▶ **Problems**:
1/ In the lecture notes on the higher order Cheeger inequality, list each object that the first sentence under "1. Review" introduces, with the description given for it.
2/ Reproduce the part of the lecture notes on the higher order Cheeger inequality that starts at the words "We will prove" and ends after "following two lemmas.".

# CS294 Lecture 7: Higher order Cheeger inequality, cont’d

In which we state an analog of Cheeger’s inequalities for the ${k}$-th smallest Laplacian eigenvalue, and we discuss the connection between this result and the analysis of spectral partitioning algorithms

1. Review

Let ${G=(V,E)}$ be a ${d}$-regular undirected graph, ${L}$ its normalized Laplacian, ${0 = \lambda_1 \leq \cdots \leq \lambda_n \leq 2}$ be the Laplacian eigenvalues, and ${\phi_k(G)}$ be the order-${k}$ expansion of ${G}$.

We want to prove

$\displaystyle \phi_k (G) \leq O(k^{3.5}) \cdot \sqrt{\lambda_k}$

We will prove the somewhat stronger result that, given ${k}$ orthonormal vectors ${{\bf x}^{(1)}, \ldots, {\bf x}^{(k)}}$, we can find ${k}$ disjointly supported vectors ${{\bf y}^{(1)}, \ldots, {\bf y}^{(k)}}$ such that, for every ${i=1,\ldots, k}$,

$\displaystyle R_L( {\bf y}^{(i)} ) \leq O(k^7) \cdot \max_{j=1,\ldots,k} \ \ R_L({\bf x}^{(i)} )$

In order to do that, we define the mapping

$\displaystyle F(v) := ( x^{(1)}_v , \ldots, x^{(k)}_v ) \ \ \ \ \ (1)$

of vertices to ${{\mathbb R}^k}$ and the normalized distance

$\displaystyle dist(u,v) := \left \| \ \frac {F(u)} { ||F(u) ||} - \frac {F(v)} { ||F(v) ||} \right \| \ \ \ \ \ (2)$

between vertices, and we are going to prove the following two lemmas.

▶ **Data excerpts**:
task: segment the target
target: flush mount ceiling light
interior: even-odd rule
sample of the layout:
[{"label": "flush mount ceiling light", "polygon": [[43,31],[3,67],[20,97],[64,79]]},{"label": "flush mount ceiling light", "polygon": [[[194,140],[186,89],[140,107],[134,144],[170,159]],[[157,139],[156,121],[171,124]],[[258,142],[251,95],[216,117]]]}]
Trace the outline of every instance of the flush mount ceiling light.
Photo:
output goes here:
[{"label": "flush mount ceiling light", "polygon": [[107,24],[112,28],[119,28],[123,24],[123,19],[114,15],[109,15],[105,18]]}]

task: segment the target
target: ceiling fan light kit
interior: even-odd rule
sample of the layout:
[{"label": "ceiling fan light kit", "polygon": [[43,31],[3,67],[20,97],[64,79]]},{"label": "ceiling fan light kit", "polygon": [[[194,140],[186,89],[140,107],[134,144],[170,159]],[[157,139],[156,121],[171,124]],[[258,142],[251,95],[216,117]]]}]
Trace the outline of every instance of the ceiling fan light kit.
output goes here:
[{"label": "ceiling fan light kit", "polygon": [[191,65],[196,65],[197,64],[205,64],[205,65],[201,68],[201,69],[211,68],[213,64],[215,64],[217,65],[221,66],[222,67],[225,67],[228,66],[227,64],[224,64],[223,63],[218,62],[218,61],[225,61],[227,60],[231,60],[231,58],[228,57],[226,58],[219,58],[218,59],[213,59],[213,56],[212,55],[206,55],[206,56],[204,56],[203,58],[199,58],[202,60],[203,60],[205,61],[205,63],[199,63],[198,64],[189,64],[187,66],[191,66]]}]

▶ **Responses to the exercise**:
1/
- ${G=(V,E)}$: a ${d}$-regular undirected graph
- ${L}$: its normalized Laplacian
- ${0 = \lambda_1 \leq \cdots \leq \lambda_n \leq 2}$: the Laplacian eigenvalues
- ${\phi_k(G)}$: the order-${k}$ expansion of ${G}$

2/
We will prove the somewhat stronger result that, given ${k}$ orthonormal vectors ${{\bf x}^{(1)}, \ldots, {\bf x}^{(k)}}$, we can find ${k}$ disjointly supported vectors ${{\bf y}^{(1)}, \ldots, {\bf y}^{(k)}}$ such that, for every ${i=1,\ldots, k}$,

$\displaystyle R_L( {\bf y}^{(i)} ) \leq O(k^7) \cdot \max_{j=1,\ldots,k} \ \ R_L({\bf x}^{(i)} )$

In order to do that, we define the mapping

$\displaystyle F(v) := ( x^{(1)}_v , \ldots, x^{(k)}_v ) \ \ \ \ \ (1)$

of vertices to ${{\mathbb R}^k}$ and the normalized distance

$\displaystyle dist(u,v) := \left \| \ \frac {F(u)} { ||F(u) ||} - \frac {F(v)} { ||F(v) ||} \right \| \ \ \ \ \ (2)$

between vertices, and we are going to prove the following two lemmas.